# Start of Selection

The manuscript is written in English with numerous mistakes. The language requires revision by native speaker. The text tends to wordy and repetitive, and in places does not flow linearly. It can be certainly condensed substantially without a loss of its informative value. Currently it is extensively long. I urge the senior co-authors (and native speakers among them) to take care of these issues.

Reduce, if possible, the plethora of local names. All of these remaining need to be shown on some map.

Consider capitalization of the whole formal names, including words such as Orogeny, Group, Pluton or Complex.

All abbreviations are to be explained just once, at the first occurrence. Except in figure captions, where I would always explain all of those present.

Past tense should be used always when referring to events in geological past or previous publications.

Hypotheses should be expressed by some element of uncertainty, e.g. by conditionals.

In English text (e.g., Table 2), one should use exclusively decimal points, and not commas.

All the measured/calculated values should be rounded up to their precision.

All Figures (and their parts), Tables and electronic supplementary materials (ESM) should be quoted in the text, and exactly in the correct sequence.

Define how you calculate some geochemical parameters. For Eu anomalies, use the standard Eu/Eu* notation. Add all these extra parameters to the data table.

Graphics
The quality and readability of all graphs should be improved. The isotopic plots are terrible.

# End of Selection
# Start of Dataset records

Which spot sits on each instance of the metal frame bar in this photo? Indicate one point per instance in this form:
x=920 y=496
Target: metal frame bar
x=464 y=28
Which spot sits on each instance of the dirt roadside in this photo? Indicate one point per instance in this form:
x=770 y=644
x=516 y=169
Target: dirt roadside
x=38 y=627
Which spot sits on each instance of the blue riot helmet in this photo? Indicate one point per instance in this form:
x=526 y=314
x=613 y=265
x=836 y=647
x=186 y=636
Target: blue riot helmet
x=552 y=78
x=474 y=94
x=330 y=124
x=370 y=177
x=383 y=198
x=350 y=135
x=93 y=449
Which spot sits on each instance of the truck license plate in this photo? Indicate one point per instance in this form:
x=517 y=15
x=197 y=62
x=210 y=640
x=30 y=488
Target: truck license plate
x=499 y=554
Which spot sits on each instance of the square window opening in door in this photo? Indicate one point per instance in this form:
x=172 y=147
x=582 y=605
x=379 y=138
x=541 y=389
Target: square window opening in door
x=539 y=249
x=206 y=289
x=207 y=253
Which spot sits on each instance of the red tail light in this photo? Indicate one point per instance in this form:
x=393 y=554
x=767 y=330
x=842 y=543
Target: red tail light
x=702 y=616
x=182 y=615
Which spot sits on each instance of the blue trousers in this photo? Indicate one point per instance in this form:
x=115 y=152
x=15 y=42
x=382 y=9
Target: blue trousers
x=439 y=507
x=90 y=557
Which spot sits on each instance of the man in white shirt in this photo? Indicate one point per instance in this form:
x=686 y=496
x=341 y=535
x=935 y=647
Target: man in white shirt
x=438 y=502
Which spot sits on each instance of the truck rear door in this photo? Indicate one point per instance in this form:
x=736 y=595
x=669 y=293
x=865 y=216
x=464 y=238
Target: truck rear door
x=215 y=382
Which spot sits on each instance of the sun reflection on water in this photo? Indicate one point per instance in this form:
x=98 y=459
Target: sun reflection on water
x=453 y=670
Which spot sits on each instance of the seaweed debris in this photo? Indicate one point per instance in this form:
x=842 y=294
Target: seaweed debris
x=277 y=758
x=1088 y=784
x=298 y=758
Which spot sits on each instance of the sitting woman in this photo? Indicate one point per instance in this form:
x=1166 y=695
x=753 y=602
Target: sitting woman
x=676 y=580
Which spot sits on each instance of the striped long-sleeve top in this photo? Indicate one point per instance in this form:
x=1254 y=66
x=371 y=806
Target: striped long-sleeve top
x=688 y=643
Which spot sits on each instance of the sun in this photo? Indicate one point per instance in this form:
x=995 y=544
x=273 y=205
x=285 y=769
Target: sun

# End of Dataset records

What you should do: Can you rewrite the stretch of the manuscript review from "Past tense should" through "to their precision.", substituting "modal verbs" for "conditionals"?

Task answer:
Past tense should be used always when referring to events in geological past or previous publications.

Hypotheses should be expressed by some element of uncertainty, e.g. by modal verbs.

In English text (e.g., Table 2), one should use exclusively decimal points, and not commas.

All the measured/calculated values should be rounded up to their precision.